▸ Exercise brief
The expected output is the line bearing "Find: ashtray" followed by all remaining lines of the records, each restated word for word.

▸ Data supplied
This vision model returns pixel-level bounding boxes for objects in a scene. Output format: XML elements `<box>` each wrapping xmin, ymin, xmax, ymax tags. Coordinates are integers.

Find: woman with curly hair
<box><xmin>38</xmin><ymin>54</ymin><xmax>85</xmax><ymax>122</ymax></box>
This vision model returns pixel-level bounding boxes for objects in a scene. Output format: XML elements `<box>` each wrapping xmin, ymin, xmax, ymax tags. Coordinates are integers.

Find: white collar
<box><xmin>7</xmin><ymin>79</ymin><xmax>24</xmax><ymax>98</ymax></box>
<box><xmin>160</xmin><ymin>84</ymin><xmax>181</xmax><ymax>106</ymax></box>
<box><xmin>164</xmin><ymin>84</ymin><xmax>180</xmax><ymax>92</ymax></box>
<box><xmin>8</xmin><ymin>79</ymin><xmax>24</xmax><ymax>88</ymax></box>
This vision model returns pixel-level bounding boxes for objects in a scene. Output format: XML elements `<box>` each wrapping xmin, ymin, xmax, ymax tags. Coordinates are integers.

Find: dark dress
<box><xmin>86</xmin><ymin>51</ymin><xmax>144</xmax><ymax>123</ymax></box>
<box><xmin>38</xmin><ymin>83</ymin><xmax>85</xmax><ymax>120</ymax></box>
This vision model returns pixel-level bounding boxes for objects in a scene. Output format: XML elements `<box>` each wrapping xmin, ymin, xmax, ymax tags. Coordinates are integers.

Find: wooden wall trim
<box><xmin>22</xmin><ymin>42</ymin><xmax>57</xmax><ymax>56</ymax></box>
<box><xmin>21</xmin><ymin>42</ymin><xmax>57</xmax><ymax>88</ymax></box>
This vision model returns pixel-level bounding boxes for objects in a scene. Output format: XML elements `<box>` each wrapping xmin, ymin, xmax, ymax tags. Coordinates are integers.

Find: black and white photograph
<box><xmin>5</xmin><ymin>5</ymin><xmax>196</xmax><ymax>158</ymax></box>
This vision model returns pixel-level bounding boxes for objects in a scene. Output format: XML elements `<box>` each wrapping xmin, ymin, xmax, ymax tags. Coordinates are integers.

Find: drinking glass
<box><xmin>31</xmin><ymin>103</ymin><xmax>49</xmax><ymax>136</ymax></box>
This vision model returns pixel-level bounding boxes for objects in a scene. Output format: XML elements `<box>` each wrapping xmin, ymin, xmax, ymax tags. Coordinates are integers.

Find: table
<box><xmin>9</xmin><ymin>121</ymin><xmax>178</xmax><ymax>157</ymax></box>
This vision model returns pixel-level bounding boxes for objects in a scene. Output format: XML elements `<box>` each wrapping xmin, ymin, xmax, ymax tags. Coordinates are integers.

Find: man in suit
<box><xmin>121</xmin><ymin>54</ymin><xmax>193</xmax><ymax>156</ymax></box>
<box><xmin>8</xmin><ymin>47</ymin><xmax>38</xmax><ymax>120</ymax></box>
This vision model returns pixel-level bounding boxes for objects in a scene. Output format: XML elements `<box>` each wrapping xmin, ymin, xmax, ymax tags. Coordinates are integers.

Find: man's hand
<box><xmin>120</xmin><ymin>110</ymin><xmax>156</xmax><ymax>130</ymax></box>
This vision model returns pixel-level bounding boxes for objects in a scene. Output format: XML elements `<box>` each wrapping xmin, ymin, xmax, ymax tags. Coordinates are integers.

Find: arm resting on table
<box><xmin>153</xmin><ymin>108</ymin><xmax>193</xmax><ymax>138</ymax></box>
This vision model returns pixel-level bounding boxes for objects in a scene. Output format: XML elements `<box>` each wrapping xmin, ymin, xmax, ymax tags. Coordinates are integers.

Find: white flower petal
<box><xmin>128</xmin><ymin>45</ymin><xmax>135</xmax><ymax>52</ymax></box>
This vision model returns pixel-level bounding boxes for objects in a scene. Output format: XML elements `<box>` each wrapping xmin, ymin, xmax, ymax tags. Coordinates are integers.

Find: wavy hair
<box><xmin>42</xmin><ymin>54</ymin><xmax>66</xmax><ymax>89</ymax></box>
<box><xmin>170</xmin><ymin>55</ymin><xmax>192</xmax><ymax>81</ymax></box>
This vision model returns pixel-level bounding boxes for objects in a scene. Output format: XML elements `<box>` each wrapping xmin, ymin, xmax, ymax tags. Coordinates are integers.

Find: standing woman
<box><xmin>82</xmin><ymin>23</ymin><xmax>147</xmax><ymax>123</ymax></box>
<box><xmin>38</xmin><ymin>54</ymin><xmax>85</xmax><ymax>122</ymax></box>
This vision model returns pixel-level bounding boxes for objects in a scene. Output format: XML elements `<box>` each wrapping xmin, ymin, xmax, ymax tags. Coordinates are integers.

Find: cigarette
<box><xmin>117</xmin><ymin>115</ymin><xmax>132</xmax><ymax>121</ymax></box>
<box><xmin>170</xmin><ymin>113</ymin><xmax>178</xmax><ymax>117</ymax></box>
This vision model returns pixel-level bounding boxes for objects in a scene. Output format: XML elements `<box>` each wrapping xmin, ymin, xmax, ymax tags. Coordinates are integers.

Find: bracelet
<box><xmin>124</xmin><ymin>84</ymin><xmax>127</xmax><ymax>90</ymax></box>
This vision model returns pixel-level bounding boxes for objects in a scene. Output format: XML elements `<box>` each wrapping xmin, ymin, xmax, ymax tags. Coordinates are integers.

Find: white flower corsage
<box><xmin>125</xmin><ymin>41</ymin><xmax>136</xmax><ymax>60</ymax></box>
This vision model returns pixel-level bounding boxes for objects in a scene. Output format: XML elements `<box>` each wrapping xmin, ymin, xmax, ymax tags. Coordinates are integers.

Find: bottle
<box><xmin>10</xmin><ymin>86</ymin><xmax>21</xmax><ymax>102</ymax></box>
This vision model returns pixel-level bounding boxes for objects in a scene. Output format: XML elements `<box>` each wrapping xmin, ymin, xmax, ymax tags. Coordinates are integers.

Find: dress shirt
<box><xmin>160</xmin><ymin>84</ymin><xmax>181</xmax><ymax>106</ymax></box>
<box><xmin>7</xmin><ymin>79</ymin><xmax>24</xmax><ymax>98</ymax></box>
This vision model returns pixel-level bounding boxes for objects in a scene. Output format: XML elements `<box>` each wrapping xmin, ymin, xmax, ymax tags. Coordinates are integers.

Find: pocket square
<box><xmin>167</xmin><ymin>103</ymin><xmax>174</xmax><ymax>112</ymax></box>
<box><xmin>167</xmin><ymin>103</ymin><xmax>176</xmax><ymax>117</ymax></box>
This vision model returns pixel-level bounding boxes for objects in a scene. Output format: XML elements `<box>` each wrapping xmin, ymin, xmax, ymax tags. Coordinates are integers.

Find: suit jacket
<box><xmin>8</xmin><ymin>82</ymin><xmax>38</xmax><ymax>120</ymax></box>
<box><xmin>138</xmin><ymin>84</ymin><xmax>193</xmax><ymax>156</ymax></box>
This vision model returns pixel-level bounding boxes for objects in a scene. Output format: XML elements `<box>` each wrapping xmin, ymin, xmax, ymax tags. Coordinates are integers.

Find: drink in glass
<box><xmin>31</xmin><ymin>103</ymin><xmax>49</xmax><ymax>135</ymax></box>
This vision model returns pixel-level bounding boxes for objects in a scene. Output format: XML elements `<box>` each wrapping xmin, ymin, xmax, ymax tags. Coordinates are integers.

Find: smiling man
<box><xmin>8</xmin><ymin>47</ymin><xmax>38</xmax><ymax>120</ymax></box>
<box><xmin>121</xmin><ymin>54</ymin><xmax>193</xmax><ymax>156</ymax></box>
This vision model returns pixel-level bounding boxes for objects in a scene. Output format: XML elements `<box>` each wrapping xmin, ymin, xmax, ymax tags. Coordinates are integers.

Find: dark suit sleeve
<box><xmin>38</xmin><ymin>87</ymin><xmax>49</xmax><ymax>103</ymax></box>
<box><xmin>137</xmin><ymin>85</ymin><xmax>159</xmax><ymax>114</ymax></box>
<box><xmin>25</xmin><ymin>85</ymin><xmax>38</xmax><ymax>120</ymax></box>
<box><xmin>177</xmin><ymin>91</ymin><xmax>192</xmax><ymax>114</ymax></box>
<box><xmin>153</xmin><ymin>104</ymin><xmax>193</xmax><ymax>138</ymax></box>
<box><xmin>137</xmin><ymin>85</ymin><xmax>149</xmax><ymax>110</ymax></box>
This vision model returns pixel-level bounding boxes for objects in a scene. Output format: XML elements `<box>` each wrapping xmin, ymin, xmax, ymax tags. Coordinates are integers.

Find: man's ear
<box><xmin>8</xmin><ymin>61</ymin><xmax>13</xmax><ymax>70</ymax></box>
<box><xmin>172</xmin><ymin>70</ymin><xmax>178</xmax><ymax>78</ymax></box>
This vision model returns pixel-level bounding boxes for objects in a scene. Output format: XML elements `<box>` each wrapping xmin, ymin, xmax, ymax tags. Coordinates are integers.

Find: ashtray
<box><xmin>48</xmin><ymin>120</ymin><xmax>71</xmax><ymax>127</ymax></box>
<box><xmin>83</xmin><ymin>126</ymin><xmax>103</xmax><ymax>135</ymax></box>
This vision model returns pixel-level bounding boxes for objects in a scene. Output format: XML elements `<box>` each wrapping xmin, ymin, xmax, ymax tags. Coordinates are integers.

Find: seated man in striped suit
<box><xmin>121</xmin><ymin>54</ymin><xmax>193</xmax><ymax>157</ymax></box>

▸ Completed exercise
Find: ashtray
<box><xmin>48</xmin><ymin>120</ymin><xmax>71</xmax><ymax>127</ymax></box>
<box><xmin>83</xmin><ymin>126</ymin><xmax>103</xmax><ymax>135</ymax></box>
This vision model returns pixel-level bounding boxes for objects in a scene. Output format: XML elements `<box>` each wrapping xmin, ymin, xmax, ymax tags. Coordinates are integers.

Find: seated man in striped suit
<box><xmin>121</xmin><ymin>54</ymin><xmax>193</xmax><ymax>157</ymax></box>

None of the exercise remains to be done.